- [TEXT BLOCK]
_ _ _

# Word2GM Training Data Pipeline

**Pipeline: Corpus file → TFRecord training artifacts (triplets and vocabulary)**

Use this notebook to prepare a Google 5gram corpora for Word2GM skip-gram training.

## Pipeline Workflow

1. **Input**: Preprocessed corpus file (e.g., `2019.txt`) in `/vast` NVMe storage
2. **Processing**: TensorFlow-native filtering, vocabulary building, and triplet generation
3. **Output**: TFRecord artifacts in organized subdirectories (e.g., `2019_artifacts/`)

### **Artifact Storage**
The pipeline creates year-specific subdirectories alongside the original text corpora:
<pre>
/vast/edk202/NLP_corpora/.../data/
├── 2018.txt
├── 2019.txt
├── 2020.txt
├── 2018_artifacts/
│   ├── triplets.tfrecord.gz
│   └── vocab.tfrecord.gz
├── 2019_artifacts/
│   ├── triplets.tfrecord.gz
│   └── vocab.tfrecord.gz
└── 2020_artifacts/
    ├── triplets.tfrecord.gz
    └── vocab.tfrecord.gz
</pre>

## Set Up for Data Preparation

In [1]:
# Basic setup - add project src to path
import sys
from pathlib import Path
import os

# Set project root and add src to path
PROJECT_ROOT = '/scratch/edk202/word2gm-fast'
project_root = Path(PROJECT_ROOT)
src_path = project_root / 'src'

if str(src_path) not in sys.path:
    sys.path.insert(0, str(src_path))

# Enable autoreload for development
%load_ext autoreload
%autoreload 2

# Basic imports
import tensorflow as tf
import numpy as np
import pandas as pd

# Import the batch processing function directly
from word2gm_fast.dataprep.pipeline import batch_prepare_training_data

print("Setup complete - ready for data preparation")

2025-07-14 17:40:48.131008: I tensorflow/core/util/port.cc:153] oneDNN custom operations are on. You may see slightly different numerical results due to floating-point round-off errors from different computation orders. To turn them off, set the environment variable `TF_ENABLE_ONEDNN_OPTS=0`.

_ _ _

- [DATA EXTRACT]
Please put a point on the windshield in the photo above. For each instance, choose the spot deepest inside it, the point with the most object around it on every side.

_ _ _

In the Word2GM pipeline notebook above, rewrite the part that opens with the words "## Set Up for" and closes with "project_root = Path(PROJECT_ROOT)", using "user01" wherever "edk202" occurs.

- [THE ANSWER]
## Set Up for Data Preparation

In [1]:
# Basic setup - add project src to path
import sys
from pathlib import Path
import os

# Set project root and add src to path
PROJECT_ROOT = '/scratch/user01/word2gm-fast'
project_root = Path(PROJECT_ROOT)